* [Exercise goal]:
Please return each of the entries below exactly as they appear.

^^^^^^^^

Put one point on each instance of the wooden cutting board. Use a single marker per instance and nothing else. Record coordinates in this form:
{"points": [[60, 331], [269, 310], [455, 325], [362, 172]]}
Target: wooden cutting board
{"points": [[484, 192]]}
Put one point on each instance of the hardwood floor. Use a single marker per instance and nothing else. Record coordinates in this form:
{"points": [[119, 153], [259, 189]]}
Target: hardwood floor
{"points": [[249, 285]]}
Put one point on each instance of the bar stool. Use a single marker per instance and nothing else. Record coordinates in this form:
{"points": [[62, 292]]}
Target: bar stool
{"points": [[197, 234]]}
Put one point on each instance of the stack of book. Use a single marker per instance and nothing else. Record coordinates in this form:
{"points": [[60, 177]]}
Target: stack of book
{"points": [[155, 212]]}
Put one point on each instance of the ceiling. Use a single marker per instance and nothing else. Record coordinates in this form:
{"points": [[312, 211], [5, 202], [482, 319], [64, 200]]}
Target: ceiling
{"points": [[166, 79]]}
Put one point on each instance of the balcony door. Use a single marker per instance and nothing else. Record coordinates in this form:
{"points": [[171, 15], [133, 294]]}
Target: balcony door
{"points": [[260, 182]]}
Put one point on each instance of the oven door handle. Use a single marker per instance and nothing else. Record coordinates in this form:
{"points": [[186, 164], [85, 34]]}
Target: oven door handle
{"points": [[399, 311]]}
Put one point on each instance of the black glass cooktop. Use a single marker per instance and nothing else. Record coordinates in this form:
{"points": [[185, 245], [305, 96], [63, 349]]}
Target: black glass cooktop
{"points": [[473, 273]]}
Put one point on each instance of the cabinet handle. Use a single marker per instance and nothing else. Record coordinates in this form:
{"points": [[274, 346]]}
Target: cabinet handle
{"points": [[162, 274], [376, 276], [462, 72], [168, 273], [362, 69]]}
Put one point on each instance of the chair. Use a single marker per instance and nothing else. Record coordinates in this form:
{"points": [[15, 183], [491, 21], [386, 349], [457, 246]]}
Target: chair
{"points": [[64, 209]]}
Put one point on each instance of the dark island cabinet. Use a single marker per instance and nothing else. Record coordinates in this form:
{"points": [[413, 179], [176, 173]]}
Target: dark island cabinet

^^^^^^^^

* [Response area]:
Put one point on each instance of the wooden cutting board. Use a single marker per instance and nothing else. Record coordinates in this form:
{"points": [[60, 331], [269, 310], [455, 325], [362, 172]]}
Target: wooden cutting board
{"points": [[484, 192]]}
Put one point on each instance of the hardwood floor. Use a single marker per instance and nothing else. Record coordinates in this form:
{"points": [[119, 153], [259, 189]]}
Target: hardwood floor
{"points": [[249, 285]]}
Put one point on each instance of the bar stool. Use a single marker per instance and nothing else. Record coordinates in this form:
{"points": [[62, 292]]}
Target: bar stool
{"points": [[197, 234]]}
Put one point on each instance of the stack of book. Use a single marker per instance and nothing else. Record coordinates in this form:
{"points": [[60, 177]]}
Target: stack of book
{"points": [[155, 212]]}
Put one point on each instance of the ceiling. Use a single marker per instance and nothing else. Record coordinates in this form:
{"points": [[312, 211], [5, 202], [482, 319], [64, 200]]}
Target: ceiling
{"points": [[166, 79]]}
Put one point on each instance of the balcony door. Use a single marker per instance and nothing else. Record coordinates in this form:
{"points": [[171, 15], [133, 294]]}
Target: balcony door
{"points": [[260, 182]]}
Put one point on each instance of the oven door handle. Use a single marker per instance and nothing else. Record coordinates in this form:
{"points": [[186, 164], [85, 34]]}
Target: oven door handle
{"points": [[399, 311]]}
Put one point on each instance of the black glass cooktop. Use a single marker per instance and nothing else. Record coordinates in this form:
{"points": [[185, 245], [305, 96], [63, 349]]}
Target: black glass cooktop
{"points": [[473, 273]]}
Put one point on each instance of the cabinet handle. Use a single marker per instance and nothing else. Record coordinates in this form:
{"points": [[274, 346]]}
Target: cabinet handle
{"points": [[162, 274], [376, 276], [462, 72], [168, 273], [362, 69]]}
Put one point on each instance of the chair. Use a single marker per instance and nothing else. Record coordinates in this form:
{"points": [[15, 183], [491, 21], [386, 349], [457, 246]]}
Target: chair
{"points": [[64, 209]]}
Put one point on each instance of the dark island cabinet. Use a single marker per instance and nothing else. Record coordinates in this form:
{"points": [[413, 179], [176, 173]]}
Target: dark island cabinet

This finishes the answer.